## WHAT TO PRODUCE
Can you repeat, word for word, the lines of the listing below from the one holding "query (the noun phrase to segment): reflection" through the one holding "of the reflection", both included?

[Shape annotation entries]
* start *

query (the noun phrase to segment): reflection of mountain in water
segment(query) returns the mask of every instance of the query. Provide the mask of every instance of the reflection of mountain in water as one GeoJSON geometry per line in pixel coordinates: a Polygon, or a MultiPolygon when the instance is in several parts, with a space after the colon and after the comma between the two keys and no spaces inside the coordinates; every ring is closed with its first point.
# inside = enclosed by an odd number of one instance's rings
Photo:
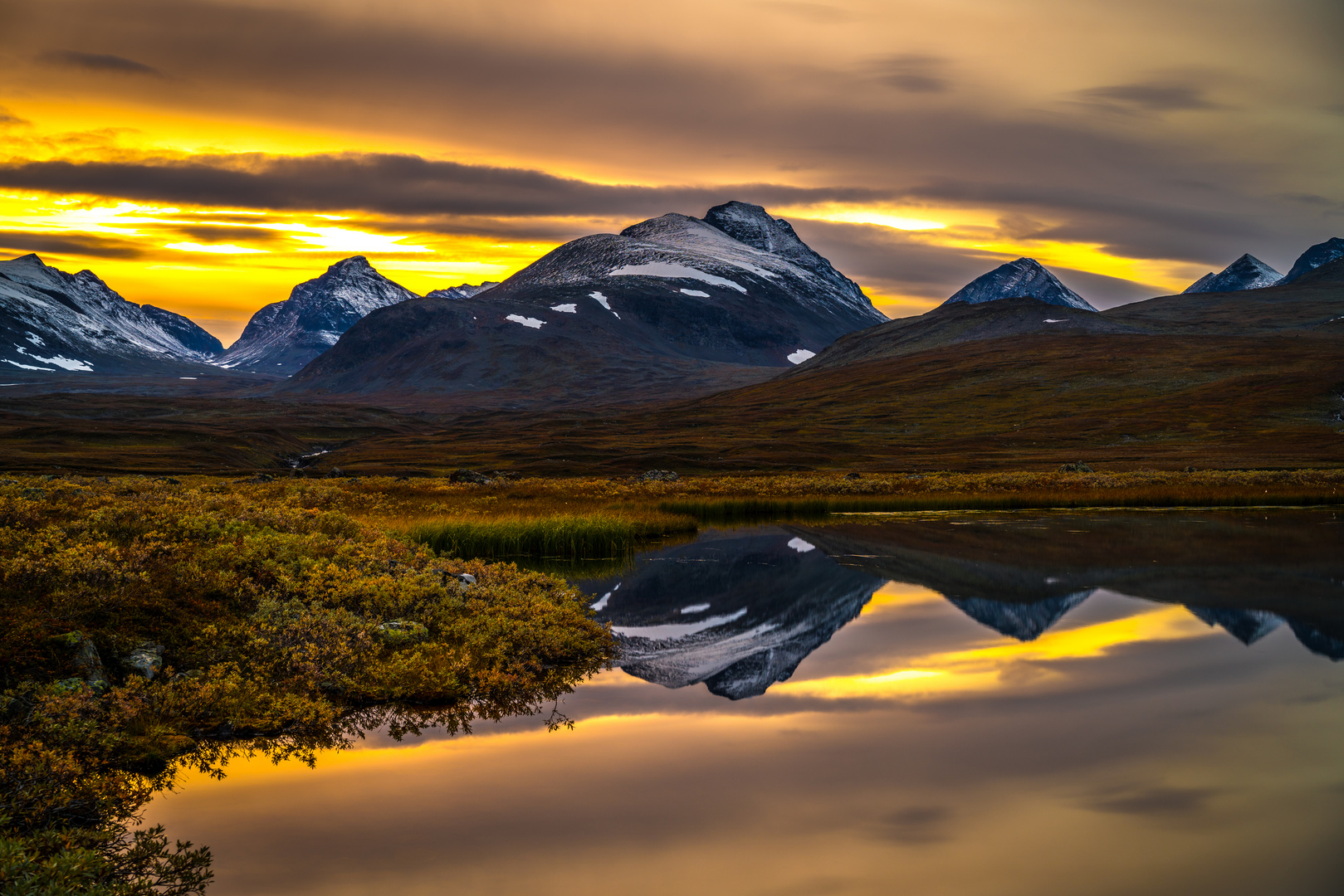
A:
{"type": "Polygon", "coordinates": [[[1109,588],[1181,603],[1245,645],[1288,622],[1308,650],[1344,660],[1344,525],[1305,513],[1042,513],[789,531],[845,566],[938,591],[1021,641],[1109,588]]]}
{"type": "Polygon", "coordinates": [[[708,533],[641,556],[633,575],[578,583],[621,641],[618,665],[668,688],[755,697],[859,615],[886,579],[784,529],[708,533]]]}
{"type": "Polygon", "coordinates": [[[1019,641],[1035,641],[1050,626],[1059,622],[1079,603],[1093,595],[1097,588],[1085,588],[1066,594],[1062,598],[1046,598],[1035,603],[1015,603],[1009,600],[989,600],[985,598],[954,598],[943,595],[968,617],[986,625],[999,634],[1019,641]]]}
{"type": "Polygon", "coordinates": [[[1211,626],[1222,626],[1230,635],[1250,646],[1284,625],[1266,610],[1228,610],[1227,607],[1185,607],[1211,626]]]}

* end *
* start *

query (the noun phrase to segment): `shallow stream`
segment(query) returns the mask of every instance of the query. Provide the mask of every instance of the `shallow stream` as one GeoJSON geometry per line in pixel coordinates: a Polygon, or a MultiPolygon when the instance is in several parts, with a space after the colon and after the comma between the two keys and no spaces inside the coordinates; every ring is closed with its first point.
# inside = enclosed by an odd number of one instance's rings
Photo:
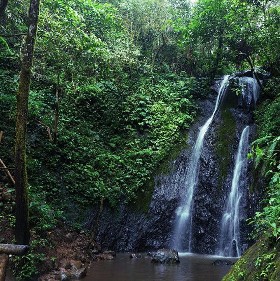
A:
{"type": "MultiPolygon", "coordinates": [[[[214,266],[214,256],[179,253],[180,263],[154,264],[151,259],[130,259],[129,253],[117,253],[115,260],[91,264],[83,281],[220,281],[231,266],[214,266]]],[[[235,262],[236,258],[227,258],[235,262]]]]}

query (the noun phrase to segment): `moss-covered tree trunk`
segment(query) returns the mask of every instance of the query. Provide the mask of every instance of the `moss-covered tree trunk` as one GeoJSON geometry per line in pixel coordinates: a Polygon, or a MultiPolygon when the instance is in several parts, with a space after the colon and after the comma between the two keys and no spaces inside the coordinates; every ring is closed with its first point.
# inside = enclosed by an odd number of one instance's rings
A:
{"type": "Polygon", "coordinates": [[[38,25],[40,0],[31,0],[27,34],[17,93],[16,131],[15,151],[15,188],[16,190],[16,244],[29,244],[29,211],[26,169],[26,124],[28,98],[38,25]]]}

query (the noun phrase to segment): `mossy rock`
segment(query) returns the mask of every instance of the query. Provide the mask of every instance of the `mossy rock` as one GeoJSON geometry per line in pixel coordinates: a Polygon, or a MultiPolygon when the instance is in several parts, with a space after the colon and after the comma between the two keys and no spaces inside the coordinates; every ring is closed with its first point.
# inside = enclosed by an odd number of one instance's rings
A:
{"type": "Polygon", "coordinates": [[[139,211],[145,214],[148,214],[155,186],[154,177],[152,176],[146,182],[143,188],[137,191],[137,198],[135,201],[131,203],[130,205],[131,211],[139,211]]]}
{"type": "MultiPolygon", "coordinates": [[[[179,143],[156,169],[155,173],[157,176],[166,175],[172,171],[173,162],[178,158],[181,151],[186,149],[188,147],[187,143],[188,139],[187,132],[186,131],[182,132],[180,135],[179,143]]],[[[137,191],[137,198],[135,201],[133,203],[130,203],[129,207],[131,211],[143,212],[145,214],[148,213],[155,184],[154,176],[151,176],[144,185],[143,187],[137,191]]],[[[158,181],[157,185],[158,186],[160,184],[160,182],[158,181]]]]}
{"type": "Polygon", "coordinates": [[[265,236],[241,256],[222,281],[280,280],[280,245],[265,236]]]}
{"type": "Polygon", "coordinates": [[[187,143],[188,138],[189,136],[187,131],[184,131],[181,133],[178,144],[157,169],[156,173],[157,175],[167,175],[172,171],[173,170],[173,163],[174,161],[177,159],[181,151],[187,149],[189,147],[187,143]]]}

* end *

## RESULT OF THE EXERCISE
query (the noun phrase to segment): reflection of mountain in water
segment(query) returns the mask of every instance of the query. Provide the mask of every instance of the reflection of mountain in water as one GeoJSON geometry per line in pixel coordinates: a Polygon, or a MultiPolygon when the instance is in several parts, with a space after the colon and after the comma between the two keys and no spaces inside the coordinates; every ring is closed with its first point.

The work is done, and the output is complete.